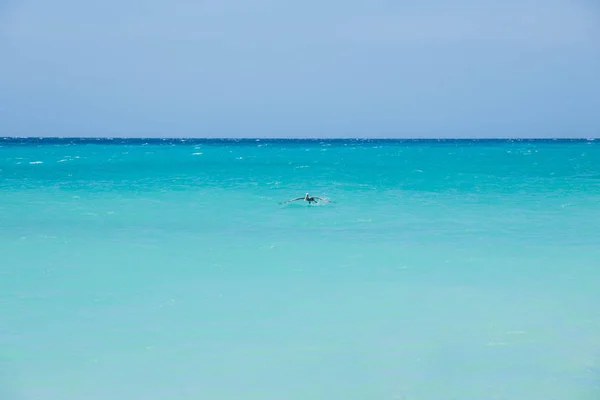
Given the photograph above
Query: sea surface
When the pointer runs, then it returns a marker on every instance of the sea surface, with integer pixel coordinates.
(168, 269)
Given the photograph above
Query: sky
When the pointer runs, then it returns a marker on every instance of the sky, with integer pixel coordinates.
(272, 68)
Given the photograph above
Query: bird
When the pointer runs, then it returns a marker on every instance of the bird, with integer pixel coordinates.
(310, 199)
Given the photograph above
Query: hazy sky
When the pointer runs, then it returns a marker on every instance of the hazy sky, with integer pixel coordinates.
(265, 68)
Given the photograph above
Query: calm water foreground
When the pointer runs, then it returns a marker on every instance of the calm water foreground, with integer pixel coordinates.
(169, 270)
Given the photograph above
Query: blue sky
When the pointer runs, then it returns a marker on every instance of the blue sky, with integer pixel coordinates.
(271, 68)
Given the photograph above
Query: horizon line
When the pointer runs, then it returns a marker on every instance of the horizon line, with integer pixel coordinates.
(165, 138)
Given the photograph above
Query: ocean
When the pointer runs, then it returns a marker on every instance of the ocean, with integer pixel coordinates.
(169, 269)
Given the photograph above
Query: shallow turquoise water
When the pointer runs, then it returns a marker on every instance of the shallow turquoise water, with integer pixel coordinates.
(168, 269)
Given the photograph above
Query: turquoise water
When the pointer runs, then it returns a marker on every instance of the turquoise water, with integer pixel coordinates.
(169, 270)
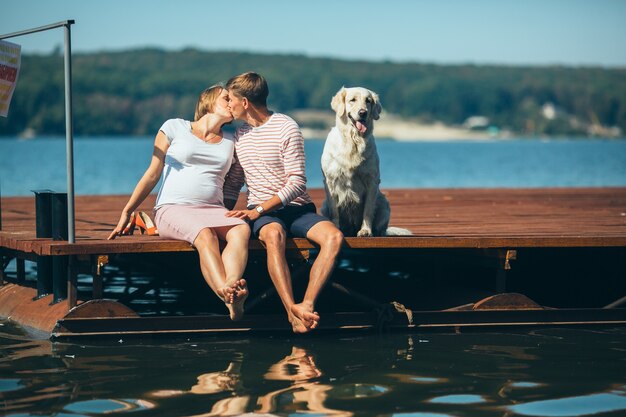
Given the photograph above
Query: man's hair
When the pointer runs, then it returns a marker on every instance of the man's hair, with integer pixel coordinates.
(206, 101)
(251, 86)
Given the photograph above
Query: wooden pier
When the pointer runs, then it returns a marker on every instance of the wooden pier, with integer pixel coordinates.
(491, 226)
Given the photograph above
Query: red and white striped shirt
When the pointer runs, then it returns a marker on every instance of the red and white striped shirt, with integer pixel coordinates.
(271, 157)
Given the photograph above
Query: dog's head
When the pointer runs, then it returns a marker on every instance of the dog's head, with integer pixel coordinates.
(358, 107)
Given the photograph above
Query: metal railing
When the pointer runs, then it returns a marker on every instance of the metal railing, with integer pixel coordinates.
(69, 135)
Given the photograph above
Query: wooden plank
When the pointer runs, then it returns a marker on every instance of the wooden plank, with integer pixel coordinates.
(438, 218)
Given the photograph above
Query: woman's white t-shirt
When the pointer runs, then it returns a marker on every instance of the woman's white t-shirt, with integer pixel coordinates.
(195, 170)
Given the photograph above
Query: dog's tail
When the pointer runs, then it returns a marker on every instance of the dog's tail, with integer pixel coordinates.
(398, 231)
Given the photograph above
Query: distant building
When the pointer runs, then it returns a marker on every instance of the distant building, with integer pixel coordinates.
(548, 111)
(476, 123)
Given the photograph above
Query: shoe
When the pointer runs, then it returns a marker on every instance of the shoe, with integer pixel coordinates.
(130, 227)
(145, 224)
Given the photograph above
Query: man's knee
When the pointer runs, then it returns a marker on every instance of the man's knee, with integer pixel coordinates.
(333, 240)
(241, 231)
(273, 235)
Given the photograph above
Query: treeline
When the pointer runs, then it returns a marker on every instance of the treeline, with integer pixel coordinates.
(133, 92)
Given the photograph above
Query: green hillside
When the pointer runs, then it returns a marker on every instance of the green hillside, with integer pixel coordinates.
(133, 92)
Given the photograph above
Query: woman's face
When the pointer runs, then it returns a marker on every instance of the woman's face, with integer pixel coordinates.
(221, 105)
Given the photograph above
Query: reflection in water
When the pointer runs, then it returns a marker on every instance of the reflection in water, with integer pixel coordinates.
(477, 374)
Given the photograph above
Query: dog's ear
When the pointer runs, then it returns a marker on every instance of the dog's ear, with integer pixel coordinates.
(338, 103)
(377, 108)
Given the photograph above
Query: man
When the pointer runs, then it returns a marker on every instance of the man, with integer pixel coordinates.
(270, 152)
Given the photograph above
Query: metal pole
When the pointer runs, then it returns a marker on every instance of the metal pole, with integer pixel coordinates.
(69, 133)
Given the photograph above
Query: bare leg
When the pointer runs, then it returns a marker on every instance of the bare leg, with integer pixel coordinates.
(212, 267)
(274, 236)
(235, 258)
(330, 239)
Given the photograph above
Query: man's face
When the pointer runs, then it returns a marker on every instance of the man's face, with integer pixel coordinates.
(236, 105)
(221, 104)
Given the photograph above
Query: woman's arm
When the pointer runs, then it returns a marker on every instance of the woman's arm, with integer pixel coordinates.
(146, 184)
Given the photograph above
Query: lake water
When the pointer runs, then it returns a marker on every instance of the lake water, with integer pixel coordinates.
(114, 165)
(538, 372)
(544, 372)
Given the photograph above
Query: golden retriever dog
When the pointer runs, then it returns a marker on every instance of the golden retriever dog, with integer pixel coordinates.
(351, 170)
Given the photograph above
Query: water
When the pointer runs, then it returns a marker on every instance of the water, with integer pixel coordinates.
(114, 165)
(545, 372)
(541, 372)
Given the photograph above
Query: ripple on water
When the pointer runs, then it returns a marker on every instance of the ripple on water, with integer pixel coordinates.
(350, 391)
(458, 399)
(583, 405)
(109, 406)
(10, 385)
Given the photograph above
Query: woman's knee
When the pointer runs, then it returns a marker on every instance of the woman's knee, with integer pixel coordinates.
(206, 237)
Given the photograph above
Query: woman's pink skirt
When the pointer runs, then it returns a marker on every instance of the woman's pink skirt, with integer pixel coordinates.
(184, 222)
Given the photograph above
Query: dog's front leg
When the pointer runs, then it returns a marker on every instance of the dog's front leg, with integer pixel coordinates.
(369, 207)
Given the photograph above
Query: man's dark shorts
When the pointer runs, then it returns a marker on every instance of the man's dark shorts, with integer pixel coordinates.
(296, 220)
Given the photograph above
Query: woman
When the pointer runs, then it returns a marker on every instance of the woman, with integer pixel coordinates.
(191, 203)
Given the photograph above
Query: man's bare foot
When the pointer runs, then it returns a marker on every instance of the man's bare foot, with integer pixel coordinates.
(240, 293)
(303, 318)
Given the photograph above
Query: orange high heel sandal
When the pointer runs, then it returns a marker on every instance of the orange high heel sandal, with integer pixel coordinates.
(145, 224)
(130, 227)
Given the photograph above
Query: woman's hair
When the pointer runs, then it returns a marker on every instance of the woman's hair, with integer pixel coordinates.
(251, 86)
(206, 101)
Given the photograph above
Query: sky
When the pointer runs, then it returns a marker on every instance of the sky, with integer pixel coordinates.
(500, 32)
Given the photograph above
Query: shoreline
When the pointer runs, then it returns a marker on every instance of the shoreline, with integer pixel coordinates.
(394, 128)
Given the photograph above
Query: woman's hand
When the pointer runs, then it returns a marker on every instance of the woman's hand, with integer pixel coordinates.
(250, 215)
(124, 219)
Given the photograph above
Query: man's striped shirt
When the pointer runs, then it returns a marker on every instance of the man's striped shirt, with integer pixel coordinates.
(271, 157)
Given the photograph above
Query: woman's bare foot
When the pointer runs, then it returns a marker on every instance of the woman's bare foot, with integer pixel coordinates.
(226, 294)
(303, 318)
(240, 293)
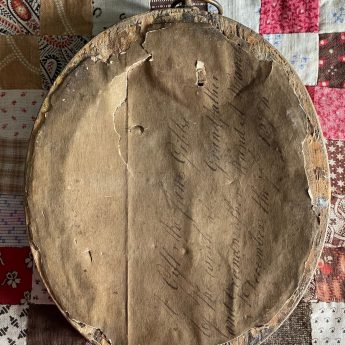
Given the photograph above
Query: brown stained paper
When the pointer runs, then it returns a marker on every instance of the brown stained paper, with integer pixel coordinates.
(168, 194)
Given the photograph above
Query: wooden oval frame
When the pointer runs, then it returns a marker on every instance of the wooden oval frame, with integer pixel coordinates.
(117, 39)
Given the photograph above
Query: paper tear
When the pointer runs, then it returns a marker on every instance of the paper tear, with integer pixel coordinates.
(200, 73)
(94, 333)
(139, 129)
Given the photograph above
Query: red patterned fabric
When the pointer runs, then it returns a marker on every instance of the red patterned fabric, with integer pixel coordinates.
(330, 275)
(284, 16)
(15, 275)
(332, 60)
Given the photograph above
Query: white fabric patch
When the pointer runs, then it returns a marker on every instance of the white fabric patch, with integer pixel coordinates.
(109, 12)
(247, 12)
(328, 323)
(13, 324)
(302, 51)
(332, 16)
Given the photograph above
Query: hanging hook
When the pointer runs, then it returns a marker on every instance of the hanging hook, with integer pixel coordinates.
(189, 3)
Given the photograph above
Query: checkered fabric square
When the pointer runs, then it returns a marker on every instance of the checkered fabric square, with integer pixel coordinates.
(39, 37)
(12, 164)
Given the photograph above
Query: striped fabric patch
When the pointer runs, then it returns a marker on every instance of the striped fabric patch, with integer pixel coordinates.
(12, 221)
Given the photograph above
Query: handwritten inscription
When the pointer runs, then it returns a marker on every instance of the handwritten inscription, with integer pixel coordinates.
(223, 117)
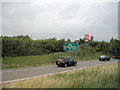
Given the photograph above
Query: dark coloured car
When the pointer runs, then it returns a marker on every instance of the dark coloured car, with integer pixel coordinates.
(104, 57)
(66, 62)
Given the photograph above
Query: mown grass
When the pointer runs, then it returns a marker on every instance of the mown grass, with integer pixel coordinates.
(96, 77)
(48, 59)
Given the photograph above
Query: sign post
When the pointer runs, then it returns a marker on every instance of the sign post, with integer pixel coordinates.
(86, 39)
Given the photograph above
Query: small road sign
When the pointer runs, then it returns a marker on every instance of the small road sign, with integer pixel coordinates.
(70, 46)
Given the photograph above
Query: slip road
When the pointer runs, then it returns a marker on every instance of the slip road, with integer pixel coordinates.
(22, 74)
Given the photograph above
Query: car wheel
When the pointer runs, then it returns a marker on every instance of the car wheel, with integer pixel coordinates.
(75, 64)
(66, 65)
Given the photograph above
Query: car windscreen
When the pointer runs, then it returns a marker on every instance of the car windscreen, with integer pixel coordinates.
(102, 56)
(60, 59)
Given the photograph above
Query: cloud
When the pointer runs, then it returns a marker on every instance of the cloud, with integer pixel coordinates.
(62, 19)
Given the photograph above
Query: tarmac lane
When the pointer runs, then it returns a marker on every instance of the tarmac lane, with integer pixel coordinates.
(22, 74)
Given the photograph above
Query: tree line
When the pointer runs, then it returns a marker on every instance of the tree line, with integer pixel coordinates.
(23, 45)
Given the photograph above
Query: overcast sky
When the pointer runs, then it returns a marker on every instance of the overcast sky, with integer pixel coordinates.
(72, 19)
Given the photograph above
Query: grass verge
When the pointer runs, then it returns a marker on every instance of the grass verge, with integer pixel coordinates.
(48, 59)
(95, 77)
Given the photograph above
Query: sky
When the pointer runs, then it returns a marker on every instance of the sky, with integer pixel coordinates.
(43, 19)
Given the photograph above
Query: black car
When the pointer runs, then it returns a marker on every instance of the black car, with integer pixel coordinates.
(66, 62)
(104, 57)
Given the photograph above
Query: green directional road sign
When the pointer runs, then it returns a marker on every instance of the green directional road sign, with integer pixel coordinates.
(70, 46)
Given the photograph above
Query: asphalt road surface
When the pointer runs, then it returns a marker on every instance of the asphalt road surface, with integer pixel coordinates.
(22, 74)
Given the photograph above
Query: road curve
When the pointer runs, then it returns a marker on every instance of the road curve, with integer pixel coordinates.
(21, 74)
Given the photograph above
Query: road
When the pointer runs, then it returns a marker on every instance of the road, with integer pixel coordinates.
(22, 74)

Work task:
Repeat only what lies between the start of the data and the end of the line containing "Query: turquoise water", exactly, with pictures left out.

Task answer:
Given the photograph above
Query: sea surface
When the pointer runs, then it returns a marker on every instance of the sea surface, with integer pixel coordinates.
(168, 269)
Given the photograph above
Query: sky
When the pointer runs, then it returns a marker on every instance of the sky, with integer pixel coordinates.
(272, 68)
Given the photograph above
Query: bird
When the pointer runs, then it returns a marker on every instance of the bird, with integer pixel coordinates.
(310, 199)
Given the photograph above
Query: hazy sky
When the pointer runs, then it returns a marker on every instance of the hazy sky, with integer pixel coordinates.
(265, 68)
Given the photograph above
Query: calm water foreground
When the pointer runs, then it returns a marker on every instance of the calm water foreground, with integer pixel coordinates.
(169, 270)
Given the photograph above
Query: blue sky
When the pointer runs, then it returns a marker on every instance of the blue sky, with integer pixel coordinates.
(271, 68)
Given the photograph above
Query: horizon line
When the pointer runs, then it returns a marker on every instance of the horizon line, with integer pixel coordinates.
(165, 138)
Given the photograph above
Query: ocean
When the pointer runs, then it returns a marker on every instance of the ocean, with integer pixel coordinates.
(169, 269)
Given the photograph above
Query: shallow turquoise water
When the pointer runs, then it returns a marker on every instance of the shallow turquoise water, with integer pixel coordinates.
(168, 269)
Given the photograph above
Query: turquoise water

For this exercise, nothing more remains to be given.